Those times inevitably raised suspicions. But those who trained or raced against him say no way, that Komen was definitely running clean, just one of those rare freaks of nature who occasionally come along to completely rewrite the record books.
It was as if the only tactic he knew was front running. Then, typical perhaps of people who prefer to live life in the fast lane, Komen soon burned out rather than faded away. It seemed his motivation plummeted and when he failed to make the Sydney Olympics in 2000, he effectively quit.
Which brings me to that incredible sense of deja vu when watching Jakob Ingebrigtsen run 7:17.55 for 3,000m at the Silesia Diamond League in Poland last Sunday week. In the 28 years since Komen ran his 7:20.67, no other runner had come within two seconds. It was the longest-standing men’s distance-running world record in the books, considered by some as untouchable.
That Ingebrigtsen then came out and took a three second chunk off it clearly surprised even himself, a rare thing for the 23-year-old Norwegian. Hutchings happened to be on the TV commentary from Silesia too, and promptly declared: “Ingebrigtsen doesn’t just rip world records up, he liquidises them.”

Set exercise 1: In the passage about distance-running world records, rewrite the section from "It was as if" up to and including "he effectively quit." with "the fast lane" changed to "the fast track".

Task material:
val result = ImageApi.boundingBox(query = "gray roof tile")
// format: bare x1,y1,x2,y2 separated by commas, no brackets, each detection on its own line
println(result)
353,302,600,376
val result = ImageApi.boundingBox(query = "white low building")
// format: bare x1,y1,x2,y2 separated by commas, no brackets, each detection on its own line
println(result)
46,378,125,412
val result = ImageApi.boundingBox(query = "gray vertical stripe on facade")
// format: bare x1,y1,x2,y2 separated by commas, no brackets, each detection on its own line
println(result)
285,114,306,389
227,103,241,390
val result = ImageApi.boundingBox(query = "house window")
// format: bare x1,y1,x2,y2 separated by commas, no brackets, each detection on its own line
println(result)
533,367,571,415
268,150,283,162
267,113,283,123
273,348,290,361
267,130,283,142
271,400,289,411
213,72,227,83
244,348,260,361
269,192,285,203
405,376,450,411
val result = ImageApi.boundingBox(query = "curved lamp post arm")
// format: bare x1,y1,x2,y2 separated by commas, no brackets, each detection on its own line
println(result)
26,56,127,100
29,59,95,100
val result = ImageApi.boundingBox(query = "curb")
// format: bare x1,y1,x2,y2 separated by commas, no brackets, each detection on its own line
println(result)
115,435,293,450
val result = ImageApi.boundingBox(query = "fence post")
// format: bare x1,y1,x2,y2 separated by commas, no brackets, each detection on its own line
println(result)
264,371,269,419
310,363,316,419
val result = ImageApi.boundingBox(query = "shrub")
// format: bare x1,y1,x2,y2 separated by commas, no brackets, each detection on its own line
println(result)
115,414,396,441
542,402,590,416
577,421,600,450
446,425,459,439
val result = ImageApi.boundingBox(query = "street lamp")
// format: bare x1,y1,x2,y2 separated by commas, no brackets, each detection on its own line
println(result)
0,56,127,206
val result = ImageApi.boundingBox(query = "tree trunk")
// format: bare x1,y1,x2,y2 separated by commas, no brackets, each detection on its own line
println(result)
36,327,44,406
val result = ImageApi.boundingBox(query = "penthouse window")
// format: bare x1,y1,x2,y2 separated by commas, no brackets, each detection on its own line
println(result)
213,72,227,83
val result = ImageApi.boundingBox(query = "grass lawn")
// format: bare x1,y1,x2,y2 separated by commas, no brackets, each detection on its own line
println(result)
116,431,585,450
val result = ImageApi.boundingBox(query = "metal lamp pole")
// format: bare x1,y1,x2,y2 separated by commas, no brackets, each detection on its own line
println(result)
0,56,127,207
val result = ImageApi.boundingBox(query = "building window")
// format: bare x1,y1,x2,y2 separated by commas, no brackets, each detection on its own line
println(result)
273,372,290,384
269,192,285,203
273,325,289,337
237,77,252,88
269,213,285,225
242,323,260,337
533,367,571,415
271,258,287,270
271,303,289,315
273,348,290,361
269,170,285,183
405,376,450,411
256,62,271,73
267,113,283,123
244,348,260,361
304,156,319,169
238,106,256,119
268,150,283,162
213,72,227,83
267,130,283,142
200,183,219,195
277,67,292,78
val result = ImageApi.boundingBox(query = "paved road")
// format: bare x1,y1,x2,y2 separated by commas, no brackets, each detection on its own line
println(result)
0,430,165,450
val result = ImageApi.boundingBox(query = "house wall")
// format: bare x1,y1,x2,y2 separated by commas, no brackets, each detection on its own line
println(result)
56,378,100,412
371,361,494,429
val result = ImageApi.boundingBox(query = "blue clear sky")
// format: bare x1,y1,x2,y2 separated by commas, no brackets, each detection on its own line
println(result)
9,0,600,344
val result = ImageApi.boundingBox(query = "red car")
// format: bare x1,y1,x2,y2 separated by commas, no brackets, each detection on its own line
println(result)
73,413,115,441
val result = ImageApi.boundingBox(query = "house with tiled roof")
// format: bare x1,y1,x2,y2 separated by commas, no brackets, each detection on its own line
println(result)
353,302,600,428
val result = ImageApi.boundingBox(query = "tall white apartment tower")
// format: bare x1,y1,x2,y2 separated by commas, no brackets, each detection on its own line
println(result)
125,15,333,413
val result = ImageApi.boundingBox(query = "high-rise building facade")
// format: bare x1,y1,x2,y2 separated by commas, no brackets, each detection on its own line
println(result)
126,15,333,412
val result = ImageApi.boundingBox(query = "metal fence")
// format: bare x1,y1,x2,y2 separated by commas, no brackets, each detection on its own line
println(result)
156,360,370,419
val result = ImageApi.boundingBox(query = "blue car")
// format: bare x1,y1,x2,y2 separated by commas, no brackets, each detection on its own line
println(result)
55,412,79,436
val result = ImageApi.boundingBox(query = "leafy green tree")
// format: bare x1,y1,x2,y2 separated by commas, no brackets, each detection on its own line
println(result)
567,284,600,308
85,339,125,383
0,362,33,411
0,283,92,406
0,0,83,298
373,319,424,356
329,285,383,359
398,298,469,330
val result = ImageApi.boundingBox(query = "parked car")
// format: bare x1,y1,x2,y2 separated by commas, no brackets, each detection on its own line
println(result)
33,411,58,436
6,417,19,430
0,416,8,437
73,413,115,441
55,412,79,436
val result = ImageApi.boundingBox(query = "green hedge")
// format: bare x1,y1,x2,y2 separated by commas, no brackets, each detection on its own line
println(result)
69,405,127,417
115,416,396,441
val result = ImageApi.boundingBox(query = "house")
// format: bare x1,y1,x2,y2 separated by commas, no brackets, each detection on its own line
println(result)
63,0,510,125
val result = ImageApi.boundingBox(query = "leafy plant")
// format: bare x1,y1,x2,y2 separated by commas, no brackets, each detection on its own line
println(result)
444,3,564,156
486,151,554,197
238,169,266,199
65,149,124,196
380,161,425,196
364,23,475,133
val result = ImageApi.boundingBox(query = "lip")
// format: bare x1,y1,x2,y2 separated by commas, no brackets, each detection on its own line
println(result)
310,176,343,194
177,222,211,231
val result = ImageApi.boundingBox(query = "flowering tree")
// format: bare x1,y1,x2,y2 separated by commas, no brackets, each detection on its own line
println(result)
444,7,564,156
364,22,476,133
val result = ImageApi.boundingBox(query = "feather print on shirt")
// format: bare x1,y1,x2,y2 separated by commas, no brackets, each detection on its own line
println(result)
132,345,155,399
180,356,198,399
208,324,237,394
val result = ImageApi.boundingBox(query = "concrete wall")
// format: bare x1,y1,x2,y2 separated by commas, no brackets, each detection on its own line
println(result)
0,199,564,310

Set exercise 2: Copy the listing word for word from its first line up to and including the line containing "353,302,600,376".

Correct response 1:
It was as if the only tactic he knew was front running. Then, typical perhaps of people who prefer to live life in the fast track, Komen soon burned out rather than faded away. It seemed his motivation plummeted and when he failed to make the Sydney Olympics in 2000, he effectively quit.

Correct response 2:
val result = ImageApi.boundingBox(query = "gray roof tile")
// format: bare x1,y1,x2,y2 separated by commas, no brackets, each detection on its own line
println(result)
353,302,600,376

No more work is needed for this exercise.